▶ OBJECTIVES:
**a)** Answer each question from the PDB-Dev archive notes:
(i) At what Pacific Time does the archive generation script run?
(ii) With which option is the rsync script run?
(iii) In what case are the keys in the three holdings files?
**b)** Extend the PDB-Dev archive notes from their last line onward.

Example: https://files.wwpdb.org/pub/pdb/holdings/unreleased_entries.json.gz

{
"8zz3" : {
"status_code" : "HOLD",
"deposit_date" : "2024-01-22T00:00:00+00:00",
"prerelease_sequence_available_flag" : "N"
},
"8zz4" : {
"status_code" : "HOLD",
"deposit_date" : "2024-02-05T00:00:00+00:00",
"prerelease_sequence_available_flag" : "N"
}
}

cron job

Two scripts in two cron job run every Thursday:
- Archive generation script - run only once every week at 7:00 PM PT / 10:00 PM ET (on production only)
- Rsync script to submit the archive directory to the designated location (with --delete option) - run only once every week - 9:00 PM PT / 12:00 AM ET (on production only)

Error handling

If the system generated filenames (mmCIF, JSON, Validation reports) are inconsistent with entry.Accession_Code or if system generated files are missing, exclude the entry from REL/HOLD for the week and send email with error message so that curators can fix it for next week's release
- Email title: PDB-Dev weekly archive error: {entry_RIDs} (upto 3 and more)
- Email content: The following entries were not archived due to inconsistent filenames or missing system generated files: List all entry_RIDs and corresponding workflow status. Example: 1-PQRS: HOLD; 2-PQRS: REL
Check for mandatory files (i.e. mmCIF, 2 validation reports). If mandatory files are missing, don't include the entry in the manifest. Notify users.

ACL needs to be updated for the new tables

brindakv commented 3 months ago

The following issues are found:

The three *.gz holdings files cannot be unzipped.
- The three holdings files have to be updated incrementally and include all previous updates (unlike the mmCIF files and pdf validation reports in the data/entries sub-folder
- In all three holdings files, the keys are 4-digit PDB accession codes in upper case and the filenames should be what is in hatrac (should be uppercase for PDB-Dev filenames and lower case for PDB filenames in hatrac)
- The organization of sub-directories in the data/entries` sub-folder has to follow the PDB ID format:
- /pdb_ihm/data/entries/{xx}/{PDB_ID.lower()}/structures/{PDB_ID.lower()}.cif.gz
- /pdb_ihm/data/entries/{xx}/{PDB_ID.lower()}/validation_reports/{PDB_ID.lower()}_full_validation.pdf.gz
- /pdb_ihm/data/entries/{xx}/{PDB_ID.lower()}/validation_reports/{PDB_ID.lower()}_summary_validation.pdf.gz
- Right now, PDB IDs and PDB-Dev IDs are mixed. Upper case PDB IDs are used in directory names and upper case PDB-Dev IDs are used in filenames.

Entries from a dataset
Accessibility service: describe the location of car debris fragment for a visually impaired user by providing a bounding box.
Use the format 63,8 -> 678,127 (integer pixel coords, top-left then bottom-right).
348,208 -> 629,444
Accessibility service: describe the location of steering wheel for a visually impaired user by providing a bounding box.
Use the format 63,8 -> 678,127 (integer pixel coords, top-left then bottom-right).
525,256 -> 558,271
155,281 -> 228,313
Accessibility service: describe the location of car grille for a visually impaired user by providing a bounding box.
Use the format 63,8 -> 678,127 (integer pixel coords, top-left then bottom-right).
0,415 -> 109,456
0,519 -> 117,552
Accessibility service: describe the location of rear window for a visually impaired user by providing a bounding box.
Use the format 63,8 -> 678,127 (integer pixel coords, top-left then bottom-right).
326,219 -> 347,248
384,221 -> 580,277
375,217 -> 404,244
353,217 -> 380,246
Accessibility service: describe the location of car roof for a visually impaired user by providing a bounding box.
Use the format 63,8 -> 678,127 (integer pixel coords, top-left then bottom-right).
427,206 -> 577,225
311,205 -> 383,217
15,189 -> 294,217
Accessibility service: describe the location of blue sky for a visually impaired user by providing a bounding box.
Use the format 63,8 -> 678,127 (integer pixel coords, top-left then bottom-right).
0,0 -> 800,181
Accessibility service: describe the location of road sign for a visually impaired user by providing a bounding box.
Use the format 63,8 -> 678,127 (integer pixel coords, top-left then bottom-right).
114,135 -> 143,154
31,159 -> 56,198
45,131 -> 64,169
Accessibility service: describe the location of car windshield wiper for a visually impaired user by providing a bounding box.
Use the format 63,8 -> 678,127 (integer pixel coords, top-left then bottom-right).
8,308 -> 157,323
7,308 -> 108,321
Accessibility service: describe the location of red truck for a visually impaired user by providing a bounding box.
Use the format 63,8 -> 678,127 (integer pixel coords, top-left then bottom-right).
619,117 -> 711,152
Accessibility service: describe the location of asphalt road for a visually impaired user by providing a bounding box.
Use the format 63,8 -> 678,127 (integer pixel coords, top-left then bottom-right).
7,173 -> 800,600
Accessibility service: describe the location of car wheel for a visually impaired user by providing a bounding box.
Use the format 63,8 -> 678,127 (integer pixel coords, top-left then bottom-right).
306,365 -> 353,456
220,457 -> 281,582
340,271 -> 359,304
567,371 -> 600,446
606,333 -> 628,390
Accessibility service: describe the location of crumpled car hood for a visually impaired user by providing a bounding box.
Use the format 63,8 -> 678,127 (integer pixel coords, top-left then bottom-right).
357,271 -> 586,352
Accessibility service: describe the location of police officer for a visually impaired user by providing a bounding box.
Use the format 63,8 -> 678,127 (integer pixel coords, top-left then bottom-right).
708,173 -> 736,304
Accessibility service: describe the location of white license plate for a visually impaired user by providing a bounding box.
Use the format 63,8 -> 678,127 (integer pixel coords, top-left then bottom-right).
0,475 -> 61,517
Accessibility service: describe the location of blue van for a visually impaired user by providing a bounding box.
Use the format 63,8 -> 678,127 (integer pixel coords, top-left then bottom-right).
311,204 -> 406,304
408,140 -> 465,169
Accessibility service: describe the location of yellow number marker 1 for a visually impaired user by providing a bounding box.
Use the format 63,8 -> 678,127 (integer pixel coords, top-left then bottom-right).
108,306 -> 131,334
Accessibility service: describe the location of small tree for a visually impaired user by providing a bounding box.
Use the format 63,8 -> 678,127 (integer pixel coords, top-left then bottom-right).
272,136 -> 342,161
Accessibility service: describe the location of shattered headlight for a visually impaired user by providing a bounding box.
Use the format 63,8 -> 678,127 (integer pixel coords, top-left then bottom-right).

▶ SOLVED PROBLEMS:
**a)**
(i) 7:00 PM PT
(ii) --delete
(iii) Upper case

**b)**
- The {xx} directory name is incorrect. The 2nd and 3rd characters of the PDB IDs have to be used for the directory names.
- Fixing these may require switching to PDB Accession Code mode

svoinea commented 3 months ago

@brindakv What do you mean by *.gz holdings files cannot be unzipped? I have copied them on my Mac, double clicked them, and the *.json files are there.

For the filenames, I am using as they are in the Entry_Generated_File table and select only those for which filename == <Accession_Code>.

For the xx, the issue specifies to use getHash which returns 000 for the accession_code_mode == PDBDEV.

Are your comments referring only for the accession_code_mode == PDB case?

I am confused at this time with the corrections I need to do for the accession_code_mode == PDBDEV case before switching to the accession_code_mode == PDB case.

brindakv commented 3 months ago

Update annotations to update visibility of new tables to user via the menu.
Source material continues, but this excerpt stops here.